=== WORK TO DO ===
• 1. Write out the passage of the ad hoc routing protocols text running from "In ad hoc networks, nodes" down to "a specific purpose.", word for word.
• 2. According to the ad hoc routing protocols text, why does a new node announce its presence and listen for its neighbors' broadcasts?

*** SUPPLIED TEXT

= List of ad hoc routing protocols =

An ad hoc routing protocol is a convention, or standard, that controls how nodes decide which way to route packets between computing devices in a mobile ad hoc network.

In ad hoc networks, nodes are not familiar with the topology of their networks. Instead, they have to discover it: typically, a new node announces its presence and listens for announcements broadcast by its neighbors. Each node learns about others nearby and how to reach them, and may announce that it too can reach them.

Note that in a wider sense, ad hoc protocol can also be used literally, to mean an improvised and often impromptu protocol established for a specific purpose.

The following is a list of some ad hoc network routing protocols.

******
*** RECORDS PROVIDED

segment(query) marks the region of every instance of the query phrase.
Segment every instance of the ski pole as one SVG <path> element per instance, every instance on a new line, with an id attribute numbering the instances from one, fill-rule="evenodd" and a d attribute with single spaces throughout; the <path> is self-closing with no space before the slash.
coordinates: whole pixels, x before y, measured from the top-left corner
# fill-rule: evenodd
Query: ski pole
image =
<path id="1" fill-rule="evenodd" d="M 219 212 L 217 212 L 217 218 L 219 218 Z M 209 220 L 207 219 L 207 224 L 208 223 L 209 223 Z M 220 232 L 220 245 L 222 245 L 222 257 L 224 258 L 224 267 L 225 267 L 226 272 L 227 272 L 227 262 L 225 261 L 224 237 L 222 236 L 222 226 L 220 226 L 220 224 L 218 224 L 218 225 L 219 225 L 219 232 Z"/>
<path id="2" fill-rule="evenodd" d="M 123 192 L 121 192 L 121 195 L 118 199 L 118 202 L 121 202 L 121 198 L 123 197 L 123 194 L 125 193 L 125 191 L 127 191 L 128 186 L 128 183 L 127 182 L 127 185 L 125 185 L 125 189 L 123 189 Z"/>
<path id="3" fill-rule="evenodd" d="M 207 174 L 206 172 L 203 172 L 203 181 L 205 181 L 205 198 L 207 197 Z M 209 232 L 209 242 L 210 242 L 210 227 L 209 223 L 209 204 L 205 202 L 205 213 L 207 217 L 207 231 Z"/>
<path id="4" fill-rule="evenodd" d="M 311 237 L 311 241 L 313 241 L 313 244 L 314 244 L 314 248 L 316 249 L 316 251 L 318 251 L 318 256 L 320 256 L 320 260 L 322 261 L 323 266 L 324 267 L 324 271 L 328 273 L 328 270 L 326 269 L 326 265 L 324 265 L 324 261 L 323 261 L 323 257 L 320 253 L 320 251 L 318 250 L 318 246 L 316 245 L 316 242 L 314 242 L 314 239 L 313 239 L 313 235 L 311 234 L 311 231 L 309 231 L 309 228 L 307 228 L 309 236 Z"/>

******

=== THE REPLIES ===
• 1.
In ad hoc networks, nodes are not familiar with the topology of their networks. Instead, they have to discover it: typically, a new node announces its presence and listens for announcements broadcast by its neighbors. Each node learns about others nearby and how to reach them, and may announce that it too can reach them.

Note that in a wider sense, ad hoc protocol can also be used literally, to mean an improvised and often impromptu protocol established for a specific purpose.

• 2. Nodes in an ad hoc network are not familiar with their network's topology, so they have to discover it. Announcing itself and listening to announcements lets a node learn which other nodes are nearby and how to reach them.